## YOUR ASSIGNMENT
Set down all of the records exactly, leaving none out.

====== DATA FOR PROCESSING

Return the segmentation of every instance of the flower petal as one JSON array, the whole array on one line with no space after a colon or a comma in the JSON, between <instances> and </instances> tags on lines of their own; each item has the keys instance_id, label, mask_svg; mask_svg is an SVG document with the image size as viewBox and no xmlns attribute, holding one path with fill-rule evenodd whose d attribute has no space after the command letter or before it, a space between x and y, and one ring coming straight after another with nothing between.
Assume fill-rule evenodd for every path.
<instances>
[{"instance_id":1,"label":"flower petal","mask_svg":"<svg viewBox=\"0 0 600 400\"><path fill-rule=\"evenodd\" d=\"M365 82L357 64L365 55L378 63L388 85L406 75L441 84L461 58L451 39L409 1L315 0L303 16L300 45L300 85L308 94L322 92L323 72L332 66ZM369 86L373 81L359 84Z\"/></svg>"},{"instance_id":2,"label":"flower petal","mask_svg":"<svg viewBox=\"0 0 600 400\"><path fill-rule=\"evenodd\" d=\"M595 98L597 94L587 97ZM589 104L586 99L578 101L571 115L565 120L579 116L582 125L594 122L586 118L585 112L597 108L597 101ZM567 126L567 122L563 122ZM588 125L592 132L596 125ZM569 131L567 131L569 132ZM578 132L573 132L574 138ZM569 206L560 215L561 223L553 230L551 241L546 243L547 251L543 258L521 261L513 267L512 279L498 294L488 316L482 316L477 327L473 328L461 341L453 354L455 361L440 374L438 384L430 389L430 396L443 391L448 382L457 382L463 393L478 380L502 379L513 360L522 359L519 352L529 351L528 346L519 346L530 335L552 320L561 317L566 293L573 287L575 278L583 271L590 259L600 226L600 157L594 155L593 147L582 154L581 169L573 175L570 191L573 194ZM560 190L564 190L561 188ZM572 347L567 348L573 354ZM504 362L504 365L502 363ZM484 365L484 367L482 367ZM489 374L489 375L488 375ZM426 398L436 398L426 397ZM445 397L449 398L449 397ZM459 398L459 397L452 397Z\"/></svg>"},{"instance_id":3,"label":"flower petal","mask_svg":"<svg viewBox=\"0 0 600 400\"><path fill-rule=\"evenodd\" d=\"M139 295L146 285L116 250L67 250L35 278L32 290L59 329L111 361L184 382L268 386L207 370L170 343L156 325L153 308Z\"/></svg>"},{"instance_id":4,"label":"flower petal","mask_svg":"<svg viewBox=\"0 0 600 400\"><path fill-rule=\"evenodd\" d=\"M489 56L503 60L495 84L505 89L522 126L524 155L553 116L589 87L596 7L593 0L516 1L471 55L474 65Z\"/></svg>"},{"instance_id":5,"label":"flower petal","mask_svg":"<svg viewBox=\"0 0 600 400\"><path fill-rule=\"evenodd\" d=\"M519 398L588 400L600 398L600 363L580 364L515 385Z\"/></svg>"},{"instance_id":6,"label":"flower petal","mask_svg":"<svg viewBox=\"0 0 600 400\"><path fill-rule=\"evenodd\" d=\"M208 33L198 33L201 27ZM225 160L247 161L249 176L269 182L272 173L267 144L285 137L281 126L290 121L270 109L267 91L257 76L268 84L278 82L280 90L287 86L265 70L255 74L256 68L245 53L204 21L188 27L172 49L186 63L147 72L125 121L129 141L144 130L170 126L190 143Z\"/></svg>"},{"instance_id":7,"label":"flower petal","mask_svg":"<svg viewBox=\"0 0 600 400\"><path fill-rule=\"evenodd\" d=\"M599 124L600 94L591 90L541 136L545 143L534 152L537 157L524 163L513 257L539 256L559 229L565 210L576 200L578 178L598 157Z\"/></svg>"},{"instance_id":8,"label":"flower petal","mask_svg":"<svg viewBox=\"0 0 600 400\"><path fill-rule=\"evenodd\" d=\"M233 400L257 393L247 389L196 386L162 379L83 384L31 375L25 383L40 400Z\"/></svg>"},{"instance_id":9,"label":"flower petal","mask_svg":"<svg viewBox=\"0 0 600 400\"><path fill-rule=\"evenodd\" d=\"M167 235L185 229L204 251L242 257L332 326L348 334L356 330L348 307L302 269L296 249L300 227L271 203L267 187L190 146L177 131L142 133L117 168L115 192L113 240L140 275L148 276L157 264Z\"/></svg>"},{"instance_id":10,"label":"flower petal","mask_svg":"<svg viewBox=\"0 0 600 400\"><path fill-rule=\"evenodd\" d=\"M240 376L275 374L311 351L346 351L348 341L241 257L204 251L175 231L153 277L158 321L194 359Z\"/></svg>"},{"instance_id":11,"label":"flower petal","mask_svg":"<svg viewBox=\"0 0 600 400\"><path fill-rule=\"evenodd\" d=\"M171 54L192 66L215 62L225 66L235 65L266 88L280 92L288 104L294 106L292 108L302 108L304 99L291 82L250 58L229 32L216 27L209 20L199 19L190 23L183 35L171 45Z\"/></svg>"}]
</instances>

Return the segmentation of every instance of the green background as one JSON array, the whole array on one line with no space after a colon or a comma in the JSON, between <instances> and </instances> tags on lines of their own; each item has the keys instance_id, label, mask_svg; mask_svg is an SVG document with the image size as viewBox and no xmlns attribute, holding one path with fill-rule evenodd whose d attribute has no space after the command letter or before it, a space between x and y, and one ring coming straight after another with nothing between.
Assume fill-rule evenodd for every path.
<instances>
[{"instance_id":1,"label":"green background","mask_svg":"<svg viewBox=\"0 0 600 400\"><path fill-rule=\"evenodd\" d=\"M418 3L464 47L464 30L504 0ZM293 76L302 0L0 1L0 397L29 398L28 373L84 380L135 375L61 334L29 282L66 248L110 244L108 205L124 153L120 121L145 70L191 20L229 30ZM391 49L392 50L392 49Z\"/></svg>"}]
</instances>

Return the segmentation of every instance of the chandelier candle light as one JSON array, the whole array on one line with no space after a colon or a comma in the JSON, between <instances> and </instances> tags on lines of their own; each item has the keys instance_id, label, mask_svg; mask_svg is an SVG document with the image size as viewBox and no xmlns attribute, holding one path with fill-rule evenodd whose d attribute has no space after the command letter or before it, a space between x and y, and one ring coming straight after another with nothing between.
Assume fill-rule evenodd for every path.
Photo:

============

## EXPECTED ANSWER
Return the segmentation of every instance of the flower petal as one JSON array, the whole array on one line with no space after a colon or a comma in the JSON, between <instances> and </instances> tags on lines of their own; each item has the keys instance_id, label, mask_svg; mask_svg is an SVG document with the image size as viewBox and no xmlns attribute, holding one path with fill-rule evenodd whose d attribute has no space after the command letter or before it, a space between x and y, and one ring coming straight after another with nothing between.
Assume fill-rule evenodd for every path.
<instances>
[{"instance_id":1,"label":"flower petal","mask_svg":"<svg viewBox=\"0 0 600 400\"><path fill-rule=\"evenodd\" d=\"M365 82L357 64L365 55L378 63L388 85L406 75L441 84L461 58L451 39L409 1L315 0L303 16L300 45L300 85L308 94L322 92L323 72L332 66ZM369 86L373 81L359 84Z\"/></svg>"},{"instance_id":2,"label":"flower petal","mask_svg":"<svg viewBox=\"0 0 600 400\"><path fill-rule=\"evenodd\" d=\"M595 98L597 94L587 97ZM589 104L586 99L578 101L571 115L565 120L579 116L582 125L594 122L586 118L585 112L597 108L597 101ZM567 126L567 122L563 122ZM588 125L592 132L596 125ZM569 131L567 131L569 132ZM578 132L573 132L574 138ZM569 206L560 215L561 223L553 230L551 241L546 243L547 251L543 258L521 261L513 267L512 279L498 294L488 316L482 316L477 327L473 328L461 341L453 354L455 361L440 374L438 384L430 389L430 396L443 391L448 382L457 382L463 393L478 380L502 379L513 360L522 359L519 352L529 351L528 346L519 346L530 335L552 320L561 317L566 293L573 287L575 278L583 271L590 259L600 226L600 157L594 155L593 147L582 154L581 169L573 175L570 191L573 194ZM560 190L564 190L561 188ZM572 347L567 348L573 354ZM504 362L504 365L502 363ZM484 365L484 367L482 367ZM489 374L489 375L488 375ZM426 398L436 398L426 397ZM445 397L449 398L449 397ZM459 398L459 397L452 397Z\"/></svg>"},{"instance_id":3,"label":"flower petal","mask_svg":"<svg viewBox=\"0 0 600 400\"><path fill-rule=\"evenodd\" d=\"M139 295L146 285L116 250L67 250L35 278L32 290L59 329L111 361L184 382L268 386L207 370L170 343L156 325L153 308Z\"/></svg>"},{"instance_id":4,"label":"flower petal","mask_svg":"<svg viewBox=\"0 0 600 400\"><path fill-rule=\"evenodd\" d=\"M489 56L503 60L495 84L505 89L522 126L524 155L553 116L589 87L596 7L593 0L516 1L471 55L474 65Z\"/></svg>"},{"instance_id":5,"label":"flower petal","mask_svg":"<svg viewBox=\"0 0 600 400\"><path fill-rule=\"evenodd\" d=\"M519 398L588 400L600 398L600 363L580 364L515 385Z\"/></svg>"},{"instance_id":6,"label":"flower petal","mask_svg":"<svg viewBox=\"0 0 600 400\"><path fill-rule=\"evenodd\" d=\"M208 33L198 33L201 27ZM225 160L247 161L249 176L269 182L272 173L267 144L285 137L281 126L290 121L270 109L267 91L257 76L268 84L278 82L280 90L287 86L265 70L255 74L256 68L245 53L204 21L188 27L172 49L186 63L147 72L125 121L129 141L144 130L170 126L190 143Z\"/></svg>"},{"instance_id":7,"label":"flower petal","mask_svg":"<svg viewBox=\"0 0 600 400\"><path fill-rule=\"evenodd\" d=\"M599 124L600 94L591 90L541 136L545 143L534 152L537 157L524 163L513 257L539 256L559 229L565 210L576 200L578 178L598 157Z\"/></svg>"},{"instance_id":8,"label":"flower petal","mask_svg":"<svg viewBox=\"0 0 600 400\"><path fill-rule=\"evenodd\" d=\"M233 400L257 393L247 389L196 386L162 379L83 384L31 375L25 383L40 400Z\"/></svg>"},{"instance_id":9,"label":"flower petal","mask_svg":"<svg viewBox=\"0 0 600 400\"><path fill-rule=\"evenodd\" d=\"M167 235L185 229L204 251L242 257L332 326L348 334L356 330L348 307L302 269L296 249L300 227L271 203L267 187L190 146L177 131L142 133L117 168L115 192L113 240L140 275L148 276L157 264Z\"/></svg>"},{"instance_id":10,"label":"flower petal","mask_svg":"<svg viewBox=\"0 0 600 400\"><path fill-rule=\"evenodd\" d=\"M240 376L275 374L311 351L346 351L348 341L241 257L204 251L175 231L153 277L158 321L194 359Z\"/></svg>"},{"instance_id":11,"label":"flower petal","mask_svg":"<svg viewBox=\"0 0 600 400\"><path fill-rule=\"evenodd\" d=\"M171 54L192 66L215 62L225 66L235 65L266 88L280 92L288 104L294 106L292 108L302 108L304 99L291 82L250 58L229 32L216 27L209 20L199 19L190 23L183 35L171 45Z\"/></svg>"}]
</instances>

Return the segmentation of every instance of the green background as one JSON array, the whole array on one line with no space after a colon or a comma in the JSON, between <instances> and </instances> tags on lines of their own; each item has the keys instance_id, label, mask_svg; mask_svg is an SVG document with the image size as viewBox and no xmlns attribute, holding one path with fill-rule evenodd whose d attribute has no space after the command letter or before it, a space between x and y, and one ring coming straight after another with nothing between.
Assume fill-rule evenodd for every path.
<instances>
[{"instance_id":1,"label":"green background","mask_svg":"<svg viewBox=\"0 0 600 400\"><path fill-rule=\"evenodd\" d=\"M418 3L464 47L464 30L504 0ZM293 76L302 0L0 1L0 397L29 398L28 373L84 380L135 375L61 334L29 282L66 248L110 244L108 205L124 153L120 121L145 70L191 20L229 30ZM391 49L392 50L392 49Z\"/></svg>"}]
</instances>

Return the segmentation of every instance of the chandelier candle light as one JSON array, the whole array on one line with no space after a colon or a comma in the JSON, between <instances> and </instances> tags on lines of their own; each item has the keys instance_id, label, mask_svg; mask_svg is an SVG document with the image size as viewBox and no xmlns attribute, holding one path with fill-rule evenodd whose d attribute has no space after the command letter or before it, a space between x and y, and one ring coming straight after another with nothing between.
Assume fill-rule evenodd for every path.
Photo:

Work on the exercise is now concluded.